» **Problem requirements**
Count the lines in the material below that contain the string "roof". Reply with the number only.

» **Records from a data collection**
---*---

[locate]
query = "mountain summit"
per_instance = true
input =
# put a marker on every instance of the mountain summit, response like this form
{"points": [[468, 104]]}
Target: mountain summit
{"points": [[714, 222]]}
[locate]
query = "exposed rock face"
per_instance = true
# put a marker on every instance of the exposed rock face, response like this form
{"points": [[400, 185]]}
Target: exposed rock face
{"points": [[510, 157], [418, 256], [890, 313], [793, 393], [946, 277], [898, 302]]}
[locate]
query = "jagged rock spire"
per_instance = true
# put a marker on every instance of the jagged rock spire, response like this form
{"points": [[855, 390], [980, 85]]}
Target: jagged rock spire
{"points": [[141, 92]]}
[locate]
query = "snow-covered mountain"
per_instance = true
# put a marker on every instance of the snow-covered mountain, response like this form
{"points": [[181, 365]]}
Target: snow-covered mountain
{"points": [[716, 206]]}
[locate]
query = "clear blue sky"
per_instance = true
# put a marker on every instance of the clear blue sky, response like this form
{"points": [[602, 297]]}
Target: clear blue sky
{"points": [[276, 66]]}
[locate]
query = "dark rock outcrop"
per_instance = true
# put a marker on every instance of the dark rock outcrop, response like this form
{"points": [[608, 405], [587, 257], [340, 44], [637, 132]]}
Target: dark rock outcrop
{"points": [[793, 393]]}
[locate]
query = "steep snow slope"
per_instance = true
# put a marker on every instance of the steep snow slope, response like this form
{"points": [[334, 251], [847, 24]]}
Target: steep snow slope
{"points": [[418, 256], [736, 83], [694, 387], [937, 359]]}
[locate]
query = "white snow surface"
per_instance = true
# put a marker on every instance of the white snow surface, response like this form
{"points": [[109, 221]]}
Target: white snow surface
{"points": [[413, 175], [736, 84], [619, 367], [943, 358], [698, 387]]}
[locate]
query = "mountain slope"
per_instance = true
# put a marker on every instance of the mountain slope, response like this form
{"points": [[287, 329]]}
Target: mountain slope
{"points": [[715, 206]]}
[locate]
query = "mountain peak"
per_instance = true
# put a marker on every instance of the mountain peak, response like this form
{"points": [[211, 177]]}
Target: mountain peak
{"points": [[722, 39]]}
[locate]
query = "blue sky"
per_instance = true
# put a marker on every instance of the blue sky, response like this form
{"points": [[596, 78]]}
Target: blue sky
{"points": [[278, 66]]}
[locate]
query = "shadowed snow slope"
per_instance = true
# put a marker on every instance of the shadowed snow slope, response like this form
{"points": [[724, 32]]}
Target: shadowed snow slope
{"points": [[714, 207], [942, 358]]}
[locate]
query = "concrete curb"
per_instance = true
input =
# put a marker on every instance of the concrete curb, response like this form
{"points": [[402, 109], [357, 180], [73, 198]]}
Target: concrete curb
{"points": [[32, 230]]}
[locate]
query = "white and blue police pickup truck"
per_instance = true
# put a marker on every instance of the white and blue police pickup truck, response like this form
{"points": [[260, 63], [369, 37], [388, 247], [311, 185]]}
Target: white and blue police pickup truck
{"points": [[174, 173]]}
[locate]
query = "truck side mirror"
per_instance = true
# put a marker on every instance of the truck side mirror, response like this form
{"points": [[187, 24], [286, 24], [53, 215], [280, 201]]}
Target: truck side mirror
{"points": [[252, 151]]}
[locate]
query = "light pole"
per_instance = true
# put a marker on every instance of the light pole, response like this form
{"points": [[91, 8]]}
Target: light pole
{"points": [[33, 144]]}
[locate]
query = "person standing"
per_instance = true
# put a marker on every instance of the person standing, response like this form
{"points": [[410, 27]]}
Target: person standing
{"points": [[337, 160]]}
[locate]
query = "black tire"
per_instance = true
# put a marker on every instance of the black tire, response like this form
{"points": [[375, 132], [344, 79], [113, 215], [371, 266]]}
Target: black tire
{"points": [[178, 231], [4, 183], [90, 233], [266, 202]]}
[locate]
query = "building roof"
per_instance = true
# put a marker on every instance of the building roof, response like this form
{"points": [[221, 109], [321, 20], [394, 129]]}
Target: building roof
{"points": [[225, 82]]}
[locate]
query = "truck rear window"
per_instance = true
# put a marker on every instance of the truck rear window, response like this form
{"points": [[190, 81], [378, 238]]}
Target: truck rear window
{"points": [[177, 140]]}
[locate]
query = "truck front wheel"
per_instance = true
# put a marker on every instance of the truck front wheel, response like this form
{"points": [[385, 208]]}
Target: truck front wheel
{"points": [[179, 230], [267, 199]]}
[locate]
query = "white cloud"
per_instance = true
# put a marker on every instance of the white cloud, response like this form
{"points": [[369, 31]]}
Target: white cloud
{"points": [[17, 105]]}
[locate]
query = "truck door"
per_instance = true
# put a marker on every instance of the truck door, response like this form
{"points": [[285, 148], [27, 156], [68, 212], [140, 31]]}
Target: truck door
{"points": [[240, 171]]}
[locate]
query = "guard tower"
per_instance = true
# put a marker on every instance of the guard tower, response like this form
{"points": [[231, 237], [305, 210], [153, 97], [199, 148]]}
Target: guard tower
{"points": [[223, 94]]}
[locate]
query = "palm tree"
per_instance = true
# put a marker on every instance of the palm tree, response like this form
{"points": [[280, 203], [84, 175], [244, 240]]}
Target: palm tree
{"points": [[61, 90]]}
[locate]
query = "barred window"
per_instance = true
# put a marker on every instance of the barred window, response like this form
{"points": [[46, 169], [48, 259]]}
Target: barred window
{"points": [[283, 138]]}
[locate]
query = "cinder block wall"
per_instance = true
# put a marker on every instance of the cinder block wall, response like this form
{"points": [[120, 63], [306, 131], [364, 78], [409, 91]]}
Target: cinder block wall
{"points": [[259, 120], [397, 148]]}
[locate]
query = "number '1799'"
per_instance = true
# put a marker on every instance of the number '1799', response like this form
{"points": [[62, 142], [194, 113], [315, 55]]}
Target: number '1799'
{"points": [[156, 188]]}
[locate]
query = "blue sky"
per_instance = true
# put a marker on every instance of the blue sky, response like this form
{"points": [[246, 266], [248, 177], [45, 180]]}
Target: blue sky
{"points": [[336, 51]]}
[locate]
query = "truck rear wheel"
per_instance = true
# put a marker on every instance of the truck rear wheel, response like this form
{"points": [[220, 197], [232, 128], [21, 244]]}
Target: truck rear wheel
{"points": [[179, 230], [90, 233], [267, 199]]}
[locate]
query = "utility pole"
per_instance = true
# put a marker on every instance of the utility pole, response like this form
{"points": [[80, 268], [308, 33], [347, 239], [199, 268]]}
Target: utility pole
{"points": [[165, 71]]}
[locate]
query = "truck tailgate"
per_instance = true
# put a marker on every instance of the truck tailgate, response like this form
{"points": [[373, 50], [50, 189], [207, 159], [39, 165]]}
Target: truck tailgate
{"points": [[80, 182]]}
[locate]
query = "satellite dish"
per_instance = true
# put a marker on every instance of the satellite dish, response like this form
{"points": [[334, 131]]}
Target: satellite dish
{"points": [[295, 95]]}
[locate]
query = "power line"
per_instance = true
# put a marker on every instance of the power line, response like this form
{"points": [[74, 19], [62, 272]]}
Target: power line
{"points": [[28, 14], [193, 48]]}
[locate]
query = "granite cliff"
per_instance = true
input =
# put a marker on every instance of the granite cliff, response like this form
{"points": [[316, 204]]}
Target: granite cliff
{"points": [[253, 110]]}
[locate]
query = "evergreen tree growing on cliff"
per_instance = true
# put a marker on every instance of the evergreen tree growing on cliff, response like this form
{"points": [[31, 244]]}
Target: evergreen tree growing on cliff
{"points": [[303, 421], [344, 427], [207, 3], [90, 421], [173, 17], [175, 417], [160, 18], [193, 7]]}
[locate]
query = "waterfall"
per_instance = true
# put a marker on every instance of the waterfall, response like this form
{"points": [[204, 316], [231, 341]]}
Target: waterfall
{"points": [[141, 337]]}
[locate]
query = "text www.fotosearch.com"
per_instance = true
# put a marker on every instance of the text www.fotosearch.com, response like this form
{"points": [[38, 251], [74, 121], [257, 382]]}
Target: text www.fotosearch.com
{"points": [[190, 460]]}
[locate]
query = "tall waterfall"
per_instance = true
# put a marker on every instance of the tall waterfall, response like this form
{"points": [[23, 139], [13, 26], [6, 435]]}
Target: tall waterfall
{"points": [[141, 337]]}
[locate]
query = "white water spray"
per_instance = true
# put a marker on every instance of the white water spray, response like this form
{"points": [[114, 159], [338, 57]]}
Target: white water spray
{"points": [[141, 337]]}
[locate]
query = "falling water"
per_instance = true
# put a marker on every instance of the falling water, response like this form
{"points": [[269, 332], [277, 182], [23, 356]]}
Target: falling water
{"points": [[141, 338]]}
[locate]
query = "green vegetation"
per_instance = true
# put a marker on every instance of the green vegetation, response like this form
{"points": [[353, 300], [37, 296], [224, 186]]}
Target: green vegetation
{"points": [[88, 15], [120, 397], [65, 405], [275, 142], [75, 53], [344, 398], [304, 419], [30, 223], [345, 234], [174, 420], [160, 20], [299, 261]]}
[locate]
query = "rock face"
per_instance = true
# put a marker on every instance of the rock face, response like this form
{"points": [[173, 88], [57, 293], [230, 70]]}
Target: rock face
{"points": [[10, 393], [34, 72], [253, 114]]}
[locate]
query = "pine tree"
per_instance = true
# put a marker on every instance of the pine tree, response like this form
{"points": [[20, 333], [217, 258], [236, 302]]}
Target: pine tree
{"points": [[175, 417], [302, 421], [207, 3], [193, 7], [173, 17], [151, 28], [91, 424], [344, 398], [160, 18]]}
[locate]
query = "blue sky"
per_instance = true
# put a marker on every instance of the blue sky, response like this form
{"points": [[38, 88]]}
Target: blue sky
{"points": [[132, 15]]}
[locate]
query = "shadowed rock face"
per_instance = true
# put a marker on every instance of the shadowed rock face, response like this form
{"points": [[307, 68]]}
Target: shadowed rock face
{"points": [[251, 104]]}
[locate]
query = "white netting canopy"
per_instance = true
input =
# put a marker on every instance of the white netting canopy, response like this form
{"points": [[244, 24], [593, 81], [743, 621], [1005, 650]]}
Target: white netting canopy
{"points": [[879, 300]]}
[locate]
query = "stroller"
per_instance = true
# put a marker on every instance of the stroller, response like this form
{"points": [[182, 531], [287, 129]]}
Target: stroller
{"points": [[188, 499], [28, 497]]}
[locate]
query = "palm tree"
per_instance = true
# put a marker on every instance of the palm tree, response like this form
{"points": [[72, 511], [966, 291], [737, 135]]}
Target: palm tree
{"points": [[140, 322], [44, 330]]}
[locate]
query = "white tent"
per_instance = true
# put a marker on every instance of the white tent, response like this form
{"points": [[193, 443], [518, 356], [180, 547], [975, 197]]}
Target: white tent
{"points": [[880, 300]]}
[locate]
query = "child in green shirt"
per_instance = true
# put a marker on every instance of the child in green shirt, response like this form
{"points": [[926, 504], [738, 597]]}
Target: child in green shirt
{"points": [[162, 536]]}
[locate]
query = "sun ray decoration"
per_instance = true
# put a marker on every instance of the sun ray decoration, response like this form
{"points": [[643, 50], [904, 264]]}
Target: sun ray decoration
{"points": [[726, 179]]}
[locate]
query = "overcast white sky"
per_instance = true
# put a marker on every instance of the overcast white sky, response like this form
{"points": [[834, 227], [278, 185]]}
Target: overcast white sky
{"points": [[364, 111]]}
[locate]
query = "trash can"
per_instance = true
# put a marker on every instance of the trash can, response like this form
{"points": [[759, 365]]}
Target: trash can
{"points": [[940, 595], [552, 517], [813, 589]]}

---*---

» **Result**
3